Task statement: Please locate each line in the listing below that contains the word "distant", and copy those lines out.
— Begin Material supplied —
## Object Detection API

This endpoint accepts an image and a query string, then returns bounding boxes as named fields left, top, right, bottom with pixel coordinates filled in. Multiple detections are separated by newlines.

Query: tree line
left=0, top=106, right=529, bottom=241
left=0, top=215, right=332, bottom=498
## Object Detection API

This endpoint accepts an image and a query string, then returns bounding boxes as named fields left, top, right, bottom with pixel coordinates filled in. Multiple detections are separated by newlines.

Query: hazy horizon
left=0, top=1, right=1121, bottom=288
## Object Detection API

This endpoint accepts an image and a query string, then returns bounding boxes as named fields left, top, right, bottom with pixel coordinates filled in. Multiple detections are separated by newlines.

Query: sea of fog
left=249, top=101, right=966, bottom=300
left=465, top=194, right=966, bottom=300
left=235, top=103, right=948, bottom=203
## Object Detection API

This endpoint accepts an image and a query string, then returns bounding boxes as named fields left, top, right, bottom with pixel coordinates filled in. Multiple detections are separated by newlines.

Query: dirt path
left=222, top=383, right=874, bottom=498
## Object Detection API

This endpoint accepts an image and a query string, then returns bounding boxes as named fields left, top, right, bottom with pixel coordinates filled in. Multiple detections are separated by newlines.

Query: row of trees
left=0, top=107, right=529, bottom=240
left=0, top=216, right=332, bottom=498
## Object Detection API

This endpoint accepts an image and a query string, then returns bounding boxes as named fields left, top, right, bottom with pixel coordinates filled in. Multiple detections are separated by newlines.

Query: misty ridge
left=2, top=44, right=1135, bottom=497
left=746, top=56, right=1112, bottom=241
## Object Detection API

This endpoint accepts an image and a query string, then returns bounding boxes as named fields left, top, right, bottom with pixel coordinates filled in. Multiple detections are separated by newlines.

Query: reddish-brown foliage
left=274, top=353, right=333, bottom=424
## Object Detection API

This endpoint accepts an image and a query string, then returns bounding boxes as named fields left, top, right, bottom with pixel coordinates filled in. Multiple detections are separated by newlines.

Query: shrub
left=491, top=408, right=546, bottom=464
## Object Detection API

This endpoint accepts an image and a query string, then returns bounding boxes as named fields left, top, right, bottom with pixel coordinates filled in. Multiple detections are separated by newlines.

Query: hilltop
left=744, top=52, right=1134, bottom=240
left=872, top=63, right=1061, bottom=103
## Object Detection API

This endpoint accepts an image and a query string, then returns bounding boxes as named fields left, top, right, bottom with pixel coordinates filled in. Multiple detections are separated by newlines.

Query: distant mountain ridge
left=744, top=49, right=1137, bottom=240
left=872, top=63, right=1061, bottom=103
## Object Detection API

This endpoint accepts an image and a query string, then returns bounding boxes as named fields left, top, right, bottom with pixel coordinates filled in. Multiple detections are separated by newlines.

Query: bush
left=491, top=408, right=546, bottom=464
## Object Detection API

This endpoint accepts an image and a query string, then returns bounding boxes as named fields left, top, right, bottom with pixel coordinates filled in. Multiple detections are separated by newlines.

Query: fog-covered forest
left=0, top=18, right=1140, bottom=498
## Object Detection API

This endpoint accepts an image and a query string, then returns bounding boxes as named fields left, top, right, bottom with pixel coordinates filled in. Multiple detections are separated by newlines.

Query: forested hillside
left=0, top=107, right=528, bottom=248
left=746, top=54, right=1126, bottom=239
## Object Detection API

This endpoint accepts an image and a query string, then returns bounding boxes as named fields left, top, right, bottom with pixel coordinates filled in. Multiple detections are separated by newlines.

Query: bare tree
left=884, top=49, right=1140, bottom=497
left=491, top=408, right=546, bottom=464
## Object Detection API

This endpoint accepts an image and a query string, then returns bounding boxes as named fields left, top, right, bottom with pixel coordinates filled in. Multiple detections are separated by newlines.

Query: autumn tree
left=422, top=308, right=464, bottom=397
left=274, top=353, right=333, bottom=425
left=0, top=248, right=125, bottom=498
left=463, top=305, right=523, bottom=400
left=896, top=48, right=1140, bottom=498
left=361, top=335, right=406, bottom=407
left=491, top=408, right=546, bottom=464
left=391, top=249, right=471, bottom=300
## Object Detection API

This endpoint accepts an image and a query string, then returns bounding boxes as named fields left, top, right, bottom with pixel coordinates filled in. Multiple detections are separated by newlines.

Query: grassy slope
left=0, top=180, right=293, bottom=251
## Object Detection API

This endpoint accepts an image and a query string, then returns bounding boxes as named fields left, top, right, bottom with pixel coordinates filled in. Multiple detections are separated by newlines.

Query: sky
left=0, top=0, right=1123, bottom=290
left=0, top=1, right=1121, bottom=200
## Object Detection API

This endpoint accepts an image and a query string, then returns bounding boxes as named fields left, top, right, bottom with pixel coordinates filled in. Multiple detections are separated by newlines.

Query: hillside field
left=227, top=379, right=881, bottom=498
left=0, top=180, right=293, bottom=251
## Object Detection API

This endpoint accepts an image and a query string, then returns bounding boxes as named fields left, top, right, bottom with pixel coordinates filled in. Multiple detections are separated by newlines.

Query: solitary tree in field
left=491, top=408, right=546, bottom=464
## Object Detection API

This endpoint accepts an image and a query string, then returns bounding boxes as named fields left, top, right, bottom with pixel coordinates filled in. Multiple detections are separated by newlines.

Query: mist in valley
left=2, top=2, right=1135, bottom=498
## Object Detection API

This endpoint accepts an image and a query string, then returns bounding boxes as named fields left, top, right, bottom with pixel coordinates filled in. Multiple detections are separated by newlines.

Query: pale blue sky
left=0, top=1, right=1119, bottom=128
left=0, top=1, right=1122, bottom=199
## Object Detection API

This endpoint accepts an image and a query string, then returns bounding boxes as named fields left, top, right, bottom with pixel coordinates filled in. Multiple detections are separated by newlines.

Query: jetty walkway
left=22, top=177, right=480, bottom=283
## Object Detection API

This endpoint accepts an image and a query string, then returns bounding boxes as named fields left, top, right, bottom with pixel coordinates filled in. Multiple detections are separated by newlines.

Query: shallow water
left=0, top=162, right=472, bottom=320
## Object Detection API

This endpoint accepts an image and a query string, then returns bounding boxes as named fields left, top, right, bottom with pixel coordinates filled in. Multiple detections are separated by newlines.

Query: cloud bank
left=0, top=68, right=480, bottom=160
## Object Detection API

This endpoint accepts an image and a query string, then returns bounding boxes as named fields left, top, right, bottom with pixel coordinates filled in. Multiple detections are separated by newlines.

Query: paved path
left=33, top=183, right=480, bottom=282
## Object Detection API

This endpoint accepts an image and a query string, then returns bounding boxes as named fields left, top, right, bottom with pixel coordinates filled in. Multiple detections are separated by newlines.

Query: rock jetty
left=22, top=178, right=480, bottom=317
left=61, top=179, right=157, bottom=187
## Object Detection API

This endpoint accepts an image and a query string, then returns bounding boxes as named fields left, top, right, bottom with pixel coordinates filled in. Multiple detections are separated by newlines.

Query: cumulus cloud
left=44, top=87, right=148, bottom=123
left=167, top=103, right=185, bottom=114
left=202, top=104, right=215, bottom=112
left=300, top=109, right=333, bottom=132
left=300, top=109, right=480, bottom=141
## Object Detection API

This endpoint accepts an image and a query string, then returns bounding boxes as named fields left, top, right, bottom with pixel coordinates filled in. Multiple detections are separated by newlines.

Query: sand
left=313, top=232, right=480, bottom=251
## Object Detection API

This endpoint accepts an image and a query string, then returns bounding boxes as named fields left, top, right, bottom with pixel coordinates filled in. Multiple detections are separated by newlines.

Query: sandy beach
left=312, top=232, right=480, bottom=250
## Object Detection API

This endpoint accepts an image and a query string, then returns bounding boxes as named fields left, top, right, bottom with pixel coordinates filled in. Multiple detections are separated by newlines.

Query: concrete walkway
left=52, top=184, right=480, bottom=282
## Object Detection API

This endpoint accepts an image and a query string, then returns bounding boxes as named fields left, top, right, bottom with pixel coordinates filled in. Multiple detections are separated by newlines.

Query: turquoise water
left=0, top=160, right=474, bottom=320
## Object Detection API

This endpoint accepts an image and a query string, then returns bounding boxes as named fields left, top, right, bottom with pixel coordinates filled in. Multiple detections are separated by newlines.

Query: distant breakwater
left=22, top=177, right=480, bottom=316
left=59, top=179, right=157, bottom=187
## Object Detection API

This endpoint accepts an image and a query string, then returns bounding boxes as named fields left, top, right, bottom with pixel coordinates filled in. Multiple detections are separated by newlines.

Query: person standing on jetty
— End Material supplied —
Solution for this problem:
Query: distant mountain ridge
Query: distant breakwater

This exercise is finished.